What the task asks —
Write out the items again, starting at the beginning and ending at the line that contains "point(8, 186)", with "drop a dot" swapped for "place a marker" throughout and nothing else altered. Leave the pictures out of your answer.

Data provided —
________

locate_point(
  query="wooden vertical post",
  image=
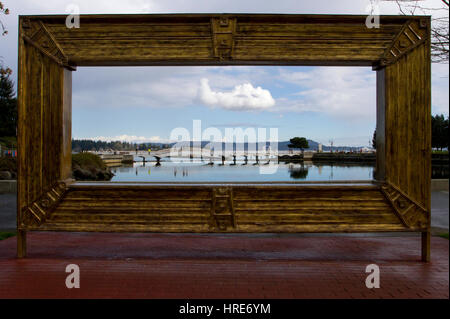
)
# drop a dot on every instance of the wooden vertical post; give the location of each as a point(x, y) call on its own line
point(381, 126)
point(21, 244)
point(426, 236)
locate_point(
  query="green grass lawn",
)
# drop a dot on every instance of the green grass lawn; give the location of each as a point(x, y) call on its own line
point(4, 235)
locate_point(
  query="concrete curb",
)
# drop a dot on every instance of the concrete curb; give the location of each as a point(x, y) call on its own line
point(8, 186)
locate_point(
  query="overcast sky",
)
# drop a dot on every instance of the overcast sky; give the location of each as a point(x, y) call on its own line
point(321, 103)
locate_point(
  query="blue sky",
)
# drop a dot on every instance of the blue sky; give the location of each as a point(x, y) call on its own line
point(147, 103)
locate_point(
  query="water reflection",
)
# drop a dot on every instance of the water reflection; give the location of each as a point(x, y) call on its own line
point(188, 170)
point(298, 172)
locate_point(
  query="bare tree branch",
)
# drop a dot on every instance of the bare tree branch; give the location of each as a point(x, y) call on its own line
point(439, 26)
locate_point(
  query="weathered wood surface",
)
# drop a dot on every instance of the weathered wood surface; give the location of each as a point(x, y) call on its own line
point(219, 39)
point(399, 50)
point(224, 208)
point(44, 133)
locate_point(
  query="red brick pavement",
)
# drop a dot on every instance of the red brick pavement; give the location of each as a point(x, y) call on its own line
point(221, 266)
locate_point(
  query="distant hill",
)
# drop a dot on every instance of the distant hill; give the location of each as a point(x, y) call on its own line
point(89, 145)
point(282, 146)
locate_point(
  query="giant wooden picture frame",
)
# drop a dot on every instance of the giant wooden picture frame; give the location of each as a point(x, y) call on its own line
point(397, 200)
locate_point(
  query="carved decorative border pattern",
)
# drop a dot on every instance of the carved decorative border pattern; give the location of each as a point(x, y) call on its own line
point(412, 214)
point(37, 34)
point(412, 34)
point(40, 210)
point(223, 29)
point(222, 209)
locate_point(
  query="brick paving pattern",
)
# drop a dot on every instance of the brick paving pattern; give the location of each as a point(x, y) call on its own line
point(221, 266)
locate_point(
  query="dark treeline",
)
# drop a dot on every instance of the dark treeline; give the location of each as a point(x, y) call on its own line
point(89, 145)
point(439, 131)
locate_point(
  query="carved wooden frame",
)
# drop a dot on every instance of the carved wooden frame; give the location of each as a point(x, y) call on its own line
point(399, 51)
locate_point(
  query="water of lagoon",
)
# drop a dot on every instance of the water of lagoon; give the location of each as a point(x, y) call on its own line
point(186, 170)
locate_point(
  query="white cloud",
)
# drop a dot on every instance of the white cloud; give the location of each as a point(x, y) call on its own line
point(126, 138)
point(243, 97)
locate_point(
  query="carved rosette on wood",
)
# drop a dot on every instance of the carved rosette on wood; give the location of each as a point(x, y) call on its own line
point(412, 214)
point(223, 29)
point(222, 209)
point(40, 210)
point(36, 33)
point(412, 34)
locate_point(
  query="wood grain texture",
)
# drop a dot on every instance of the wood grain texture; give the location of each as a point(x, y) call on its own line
point(44, 138)
point(158, 39)
point(399, 50)
point(225, 208)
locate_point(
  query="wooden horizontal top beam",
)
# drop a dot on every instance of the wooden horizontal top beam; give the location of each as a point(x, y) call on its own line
point(220, 39)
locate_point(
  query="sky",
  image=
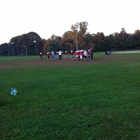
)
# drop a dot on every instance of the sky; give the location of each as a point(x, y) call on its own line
point(55, 17)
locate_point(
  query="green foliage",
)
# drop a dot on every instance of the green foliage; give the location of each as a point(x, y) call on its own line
point(79, 102)
point(78, 38)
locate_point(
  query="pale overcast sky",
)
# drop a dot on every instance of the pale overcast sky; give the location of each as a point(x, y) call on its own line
point(47, 17)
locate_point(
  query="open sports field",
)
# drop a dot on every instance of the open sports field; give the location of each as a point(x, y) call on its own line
point(70, 100)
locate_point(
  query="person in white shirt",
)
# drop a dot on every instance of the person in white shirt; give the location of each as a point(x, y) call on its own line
point(60, 55)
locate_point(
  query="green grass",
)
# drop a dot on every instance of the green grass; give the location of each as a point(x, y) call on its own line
point(92, 102)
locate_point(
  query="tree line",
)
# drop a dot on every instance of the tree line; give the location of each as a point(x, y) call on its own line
point(77, 38)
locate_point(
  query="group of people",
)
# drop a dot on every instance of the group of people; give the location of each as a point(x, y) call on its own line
point(82, 54)
point(77, 55)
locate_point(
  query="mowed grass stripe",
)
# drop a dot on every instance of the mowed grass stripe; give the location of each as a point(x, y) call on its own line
point(97, 101)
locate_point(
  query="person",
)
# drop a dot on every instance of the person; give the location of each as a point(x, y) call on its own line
point(66, 54)
point(91, 54)
point(71, 54)
point(41, 57)
point(48, 55)
point(52, 54)
point(85, 55)
point(60, 55)
point(57, 54)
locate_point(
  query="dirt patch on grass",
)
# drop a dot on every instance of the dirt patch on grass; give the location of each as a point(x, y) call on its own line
point(63, 62)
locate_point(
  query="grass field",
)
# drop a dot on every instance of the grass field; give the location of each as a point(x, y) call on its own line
point(70, 100)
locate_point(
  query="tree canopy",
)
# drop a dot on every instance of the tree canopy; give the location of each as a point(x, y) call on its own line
point(77, 38)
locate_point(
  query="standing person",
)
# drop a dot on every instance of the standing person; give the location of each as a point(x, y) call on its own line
point(41, 57)
point(91, 54)
point(57, 54)
point(85, 55)
point(52, 53)
point(71, 54)
point(66, 54)
point(48, 55)
point(60, 55)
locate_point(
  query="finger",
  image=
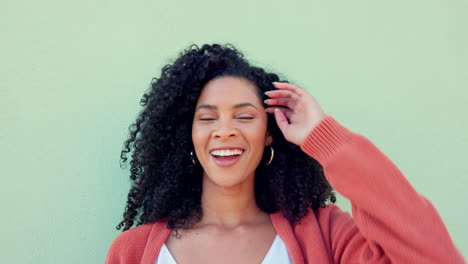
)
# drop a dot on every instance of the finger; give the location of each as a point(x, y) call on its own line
point(290, 87)
point(281, 101)
point(281, 120)
point(282, 93)
point(287, 112)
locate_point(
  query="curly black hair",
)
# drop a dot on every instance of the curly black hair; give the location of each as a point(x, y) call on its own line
point(165, 182)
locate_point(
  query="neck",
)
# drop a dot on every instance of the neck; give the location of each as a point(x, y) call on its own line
point(230, 207)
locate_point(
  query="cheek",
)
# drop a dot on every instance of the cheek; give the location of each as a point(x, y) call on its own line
point(199, 137)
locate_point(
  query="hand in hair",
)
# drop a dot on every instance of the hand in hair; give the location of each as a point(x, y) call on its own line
point(296, 111)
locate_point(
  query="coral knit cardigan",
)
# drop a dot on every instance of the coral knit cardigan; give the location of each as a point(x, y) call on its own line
point(391, 222)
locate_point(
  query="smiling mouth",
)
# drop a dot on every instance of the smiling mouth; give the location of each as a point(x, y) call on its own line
point(226, 158)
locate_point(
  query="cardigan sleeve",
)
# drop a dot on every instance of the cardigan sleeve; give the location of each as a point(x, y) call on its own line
point(391, 222)
point(128, 247)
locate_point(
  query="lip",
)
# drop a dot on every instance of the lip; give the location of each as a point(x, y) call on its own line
point(226, 161)
point(226, 148)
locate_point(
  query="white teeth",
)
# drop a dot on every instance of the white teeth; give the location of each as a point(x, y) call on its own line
point(226, 152)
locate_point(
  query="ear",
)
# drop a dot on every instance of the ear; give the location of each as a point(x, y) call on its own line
point(268, 139)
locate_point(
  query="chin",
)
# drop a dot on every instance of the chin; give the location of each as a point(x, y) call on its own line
point(226, 179)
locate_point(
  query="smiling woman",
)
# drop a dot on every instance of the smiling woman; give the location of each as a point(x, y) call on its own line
point(239, 167)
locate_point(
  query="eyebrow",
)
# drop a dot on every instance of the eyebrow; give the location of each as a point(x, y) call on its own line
point(214, 107)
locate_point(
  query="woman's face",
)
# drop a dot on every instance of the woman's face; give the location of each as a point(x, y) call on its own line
point(229, 130)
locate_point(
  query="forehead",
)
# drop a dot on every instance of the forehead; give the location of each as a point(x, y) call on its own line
point(228, 90)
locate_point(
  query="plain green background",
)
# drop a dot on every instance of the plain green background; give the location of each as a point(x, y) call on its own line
point(73, 73)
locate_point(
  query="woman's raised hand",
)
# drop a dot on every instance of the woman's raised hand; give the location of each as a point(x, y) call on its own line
point(296, 111)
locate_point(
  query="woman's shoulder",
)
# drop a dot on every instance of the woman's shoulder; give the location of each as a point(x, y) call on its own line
point(130, 243)
point(326, 218)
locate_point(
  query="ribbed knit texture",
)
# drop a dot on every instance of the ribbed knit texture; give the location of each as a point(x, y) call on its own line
point(391, 222)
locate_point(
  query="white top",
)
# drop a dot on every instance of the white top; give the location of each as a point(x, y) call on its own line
point(277, 254)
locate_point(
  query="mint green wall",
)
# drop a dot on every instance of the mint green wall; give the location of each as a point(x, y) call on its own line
point(72, 74)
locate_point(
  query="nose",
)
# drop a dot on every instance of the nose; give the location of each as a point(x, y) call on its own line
point(225, 131)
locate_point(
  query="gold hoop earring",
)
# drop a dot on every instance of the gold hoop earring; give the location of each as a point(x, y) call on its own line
point(191, 157)
point(271, 156)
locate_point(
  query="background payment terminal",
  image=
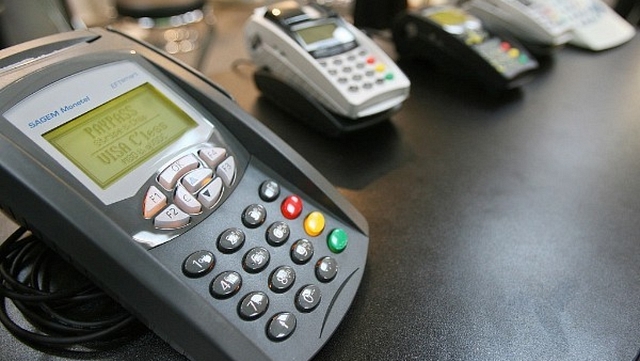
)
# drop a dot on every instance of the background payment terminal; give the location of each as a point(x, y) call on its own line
point(189, 212)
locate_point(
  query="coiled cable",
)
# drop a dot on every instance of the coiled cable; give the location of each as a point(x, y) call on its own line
point(64, 308)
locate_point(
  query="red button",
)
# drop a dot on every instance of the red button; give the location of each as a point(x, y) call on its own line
point(291, 207)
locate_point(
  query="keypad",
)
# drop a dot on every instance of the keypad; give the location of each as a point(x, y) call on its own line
point(188, 186)
point(306, 237)
point(504, 56)
point(357, 70)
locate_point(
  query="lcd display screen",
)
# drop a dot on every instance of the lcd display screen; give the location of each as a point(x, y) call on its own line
point(314, 34)
point(110, 141)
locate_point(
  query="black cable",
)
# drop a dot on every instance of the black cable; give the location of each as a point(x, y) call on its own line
point(32, 278)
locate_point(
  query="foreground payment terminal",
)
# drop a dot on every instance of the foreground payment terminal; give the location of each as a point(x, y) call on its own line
point(189, 212)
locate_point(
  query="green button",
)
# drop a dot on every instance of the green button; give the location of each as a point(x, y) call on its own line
point(337, 240)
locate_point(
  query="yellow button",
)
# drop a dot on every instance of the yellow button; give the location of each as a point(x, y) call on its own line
point(314, 223)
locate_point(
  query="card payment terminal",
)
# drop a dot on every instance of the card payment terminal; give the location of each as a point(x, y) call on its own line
point(153, 182)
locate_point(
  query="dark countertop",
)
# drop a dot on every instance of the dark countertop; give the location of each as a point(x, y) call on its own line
point(502, 227)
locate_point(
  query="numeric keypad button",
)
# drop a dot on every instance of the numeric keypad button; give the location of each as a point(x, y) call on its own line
point(301, 251)
point(254, 216)
point(269, 191)
point(278, 233)
point(326, 269)
point(253, 305)
point(198, 264)
point(226, 284)
point(256, 259)
point(282, 278)
point(231, 240)
point(308, 298)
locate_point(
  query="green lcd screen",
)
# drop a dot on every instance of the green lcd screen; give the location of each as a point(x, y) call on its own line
point(313, 34)
point(111, 140)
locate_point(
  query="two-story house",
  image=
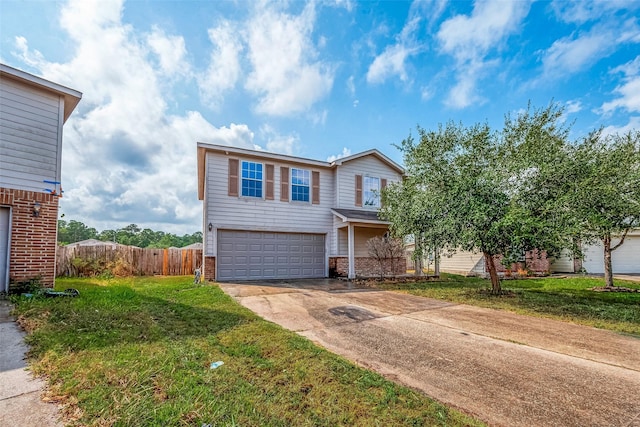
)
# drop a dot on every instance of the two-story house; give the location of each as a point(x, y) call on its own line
point(32, 113)
point(274, 216)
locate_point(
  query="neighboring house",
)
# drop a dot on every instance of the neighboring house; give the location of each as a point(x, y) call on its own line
point(32, 113)
point(274, 216)
point(624, 260)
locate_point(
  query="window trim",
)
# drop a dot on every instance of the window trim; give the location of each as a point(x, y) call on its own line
point(306, 172)
point(367, 190)
point(242, 178)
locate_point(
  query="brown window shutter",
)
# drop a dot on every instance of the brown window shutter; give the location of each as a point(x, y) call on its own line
point(315, 187)
point(284, 184)
point(383, 185)
point(269, 181)
point(233, 177)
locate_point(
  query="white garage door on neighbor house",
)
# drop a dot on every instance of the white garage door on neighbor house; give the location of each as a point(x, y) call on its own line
point(625, 259)
point(256, 255)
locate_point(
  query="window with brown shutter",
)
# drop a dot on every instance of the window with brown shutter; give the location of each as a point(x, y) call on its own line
point(269, 182)
point(315, 187)
point(284, 184)
point(233, 177)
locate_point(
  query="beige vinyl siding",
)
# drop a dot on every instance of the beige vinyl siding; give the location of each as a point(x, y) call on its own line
point(362, 235)
point(461, 262)
point(258, 214)
point(365, 166)
point(30, 136)
point(563, 263)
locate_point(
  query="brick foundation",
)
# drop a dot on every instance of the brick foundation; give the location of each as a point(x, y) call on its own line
point(209, 273)
point(32, 252)
point(366, 267)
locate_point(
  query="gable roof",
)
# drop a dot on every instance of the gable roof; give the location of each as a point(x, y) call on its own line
point(373, 152)
point(203, 147)
point(71, 97)
point(357, 215)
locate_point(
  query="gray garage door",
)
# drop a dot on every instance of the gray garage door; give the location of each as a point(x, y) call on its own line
point(254, 255)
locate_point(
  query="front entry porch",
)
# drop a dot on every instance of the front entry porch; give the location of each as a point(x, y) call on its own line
point(353, 229)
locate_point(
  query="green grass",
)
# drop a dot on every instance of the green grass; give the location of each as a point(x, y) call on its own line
point(137, 352)
point(569, 299)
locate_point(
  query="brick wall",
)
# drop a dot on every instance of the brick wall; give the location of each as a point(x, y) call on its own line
point(366, 266)
point(209, 268)
point(33, 239)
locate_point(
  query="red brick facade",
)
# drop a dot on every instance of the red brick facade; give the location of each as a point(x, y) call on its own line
point(367, 267)
point(32, 252)
point(209, 264)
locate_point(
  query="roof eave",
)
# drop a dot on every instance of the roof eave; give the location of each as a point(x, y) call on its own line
point(71, 96)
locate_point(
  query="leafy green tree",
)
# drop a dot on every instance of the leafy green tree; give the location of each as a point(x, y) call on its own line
point(603, 191)
point(74, 231)
point(469, 187)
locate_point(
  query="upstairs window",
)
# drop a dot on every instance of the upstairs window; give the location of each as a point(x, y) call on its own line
point(371, 191)
point(300, 184)
point(251, 179)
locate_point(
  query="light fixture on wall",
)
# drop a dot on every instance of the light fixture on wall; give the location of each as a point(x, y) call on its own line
point(36, 209)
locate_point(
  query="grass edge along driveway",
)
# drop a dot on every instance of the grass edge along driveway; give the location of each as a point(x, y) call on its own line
point(137, 351)
point(565, 298)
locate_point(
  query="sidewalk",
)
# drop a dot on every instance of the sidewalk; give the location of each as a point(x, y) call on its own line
point(20, 403)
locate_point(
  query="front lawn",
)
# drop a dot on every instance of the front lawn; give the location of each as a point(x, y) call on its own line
point(137, 351)
point(570, 298)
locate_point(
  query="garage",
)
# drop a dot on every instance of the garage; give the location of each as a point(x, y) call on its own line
point(624, 260)
point(256, 255)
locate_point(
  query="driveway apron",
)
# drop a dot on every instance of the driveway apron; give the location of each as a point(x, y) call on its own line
point(504, 368)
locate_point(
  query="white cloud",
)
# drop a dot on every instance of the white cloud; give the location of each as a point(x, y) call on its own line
point(628, 91)
point(277, 143)
point(570, 55)
point(224, 67)
point(125, 158)
point(573, 107)
point(351, 86)
point(632, 126)
point(391, 62)
point(285, 76)
point(583, 11)
point(170, 50)
point(469, 39)
point(345, 153)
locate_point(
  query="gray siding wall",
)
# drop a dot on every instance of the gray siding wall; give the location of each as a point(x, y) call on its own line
point(563, 263)
point(462, 262)
point(30, 136)
point(250, 213)
point(366, 166)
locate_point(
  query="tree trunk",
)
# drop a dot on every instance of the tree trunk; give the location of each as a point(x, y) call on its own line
point(608, 271)
point(493, 273)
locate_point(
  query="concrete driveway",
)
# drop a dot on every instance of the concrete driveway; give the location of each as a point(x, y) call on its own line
point(503, 368)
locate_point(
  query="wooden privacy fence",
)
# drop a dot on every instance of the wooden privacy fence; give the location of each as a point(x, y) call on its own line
point(78, 261)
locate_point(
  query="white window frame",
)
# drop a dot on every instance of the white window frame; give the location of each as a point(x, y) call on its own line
point(370, 195)
point(261, 180)
point(306, 174)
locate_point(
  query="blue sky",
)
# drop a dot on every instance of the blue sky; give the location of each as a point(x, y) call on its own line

________

Right answer —
locate_point(
  query="wooden vertical post",
  image=
)
# place a marker on every instance of the wooden vertical post; give the location of each as a point(x, y) call on its own line
point(381, 126)
point(21, 244)
point(426, 236)
locate_point(
  query="green grass lawn",
)
# place a marker on every instance of the green grass lawn; give the location of each as a point(x, y) call on its own line
point(4, 235)
locate_point(
  query="concrete curb",
)
# place a marker on every instance of the concrete curb; give the location of each as a point(x, y) call on its own line
point(8, 186)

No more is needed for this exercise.